** SOURCE DOCUMENT **
=======

TY: 03:02 I hope so. I hope they're catching on to the energy and passion that I have for the industry and being able to do great things with them to see their business grow. So that's awesome. Thanks very much. 

MP: 03:13 You're welcome. And is it something that you've, have you always been that way or is it something that you've evolved over time? 

TY: 03:19 I think I've always been that way. I don't, I'm not, I'm one of these people that sees my glass half empty. I'm always a half full person looking for the positive and I will trust someone until they prove otherwise. So I think that's a pretty fair observation. 

MP: 03:36 Yeah. You know, and why I, I know this is one of your success secrets is that in a town very close to yours, I met a bookkeeper that was saying the economy's bad, businesses are suffering, there's no business and there's nothing I can do about it. And I was very concerned because I thought of you and I was, I hope tennis is okay. And we actually, I saw you, I was going to see you like a couple of weeks later at the, uh, Institute of professional bookkeepers annual conference in Vancouver. And I walked up to you and I said, Dennis, how's a business in [inaudible] do you remember that? 

TY: 04:15 I do. Vaguely, yes. 

MP: 04:17 And you said, and, and you said this, this is amazing. I'm, hi, I'm, I'm, I'm, I'm t, I, I can't, I can't handle it. Oh, I'm hiring people. And I was like, ah, yes, yes, yes. Just a couple of towns away. And it's, and it's because you don't look at the market like it's suffering. And, and the market was suffering. That's the part of the story. The oil industry was challenged, uh, in Alberta and there were definitely, businesses were suffering, but your businesses, your business was booming. 

TY: 04:48 It's booming and it just continues to grow weekly. It's blowing my mind on a regular basis that I'm extra thankful for having the opportunity to work with so many great business owners. So I don't know if our industry is quite recession-proof, that's what I keep telling people. But I think just having those relationships with your accountants and small business owners and just doing an exceptional job just means that that business just keeps pouring in. It's, it's still overwhelming. 

MP: 05:19 Yeah, no, for sure. For sure. And, and having a great attitude like yourself. So let's go back to the early days you got, you got started. What were some of the challenges you faced out of the gate? 

TY: 05:32 Probably my biggest challenge right off the beginning was feeling like an island. So here I was going from the corporate world where you were always surrounded by management and other colleagues that you could download ideas off and, and then you moved to work from a Home Office where it's you and then you realize how alone you are in your venture. Now, I didn't doubt the decision I had made, so that was very, very clear to me. But I realized that I was going to have to be very proactive in building a network around me of trusted advisors. So even though I was putting myself out as a bookkeeping expert, I still needed other professionals around me, other groups of people to interact with and share frustrations with and share my highs and lows with. And so that was kind of where it started was that feeling of complete isolation. And then as things grew and more clients came on board and I made more connections with accountants, that started to flip. So no longer did I feel like I had to have all the answers. I knew that there was a network of people around me that I was starting to build that was going to be a big part of my success. 

MP: 06:48 That's fantastic. So in the, in the early days, because I'm sure that others listening have experienced isolation, how did you, when you didn't have that network set up, how did you deal with it?

=======

** PROVIDED INFORMATION **
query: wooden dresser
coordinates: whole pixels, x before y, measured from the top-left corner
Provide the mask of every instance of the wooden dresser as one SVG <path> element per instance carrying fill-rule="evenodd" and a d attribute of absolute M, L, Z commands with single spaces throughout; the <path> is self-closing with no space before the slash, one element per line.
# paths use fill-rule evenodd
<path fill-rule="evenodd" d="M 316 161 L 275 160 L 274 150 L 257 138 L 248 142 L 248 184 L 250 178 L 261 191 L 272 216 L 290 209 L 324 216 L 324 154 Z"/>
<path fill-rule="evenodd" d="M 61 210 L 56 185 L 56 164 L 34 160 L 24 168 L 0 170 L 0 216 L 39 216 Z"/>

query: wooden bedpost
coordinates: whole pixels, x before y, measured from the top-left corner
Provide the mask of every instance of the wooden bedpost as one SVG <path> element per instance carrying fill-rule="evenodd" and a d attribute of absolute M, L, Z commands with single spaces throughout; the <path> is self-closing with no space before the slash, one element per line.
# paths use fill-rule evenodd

=======

** SET TASKS **
• A. In the rows, start at the line that contains "query: wooden bedpost" and continue through the end of the rows. Give those lines again with "wooden bedpost" swapped for "carved bedpost", leaving everything else unchanged.
• B. Extend the interview about building a bookkeeping business, picking up right after its final question.
The interview and the rows come from separate, unrelated sources.

** EXERCISE RESPONSES **
• A.
query: carved bedpost
coordinates: whole pixels, x before y, measured from the top-left corner
Provide the mask of every instance of the carved bedpost as one SVG <path> element per instance carrying fill-rule="evenodd" and a d attribute of absolute M, L, Z commands with single spaces throughout; the <path> is self-closing with no space before the slash, one element per line.
# paths use fill-rule evenodd

• B.
TY: 07:02 I made sure I was intentionally social, so it didn't take long for me to join an IPBC and reach out to a local, uh, just to other bookkeepers and start to figure out who was doing the same thing I was in my area. So that was one of the first things I did early on. And then I started being more intentional about interacting with my client's accountants. So every time I got a new referral I had a new accountant and then I started using them as a sounding board for confirming what I was doing. Was this the right process? Was I understanding this the right way? Here's this, you know, a certain situation. I'm not sure if I've handled it properly. So I started to be more proactive, reaching out for help and not, and realizing that I didn't have all the answers and I would never have all the answers. And then a little bit further onto that, I got into pure bookkeeping and I forget. I think it's just, I'm just coming up to my two year anniversary on that now. So it was kind of a progression. As you start your network, I started interacting with more professionals, start asking more questions, I joining IPBC and then eventually joining Pure Bookkeeping. 

MP: 08:11 Yeah, for sure. Now I love that you went out to first the marketplace you talked to and met with competitors, essentially competitors, some people look at them as competitors. How did you approach it? 

TY: 08:25 I'm a big fan of collaboration and I love sharing things that I've figured out, so why should someone else have to reinvent the wheel over and over again? So I kind of use that mentality where if I'm generous with my experiences and my time and my processes, even with my clients, that's going to come back to me. And if it doesn't, then maybe I've just picked the wrong industry, but it really proved to be valuable because of the more I gave of my time to my clients, to my accountants, to people that I met in my network, the more they were able to come back and ask me advice so we would have an opportunity to collaborate on these ideas and no one was stealing business from anybody. We just both went away feeling like we had accomplished something. But there's so much reward for giving back. 

MP: 09:12 Absolutely.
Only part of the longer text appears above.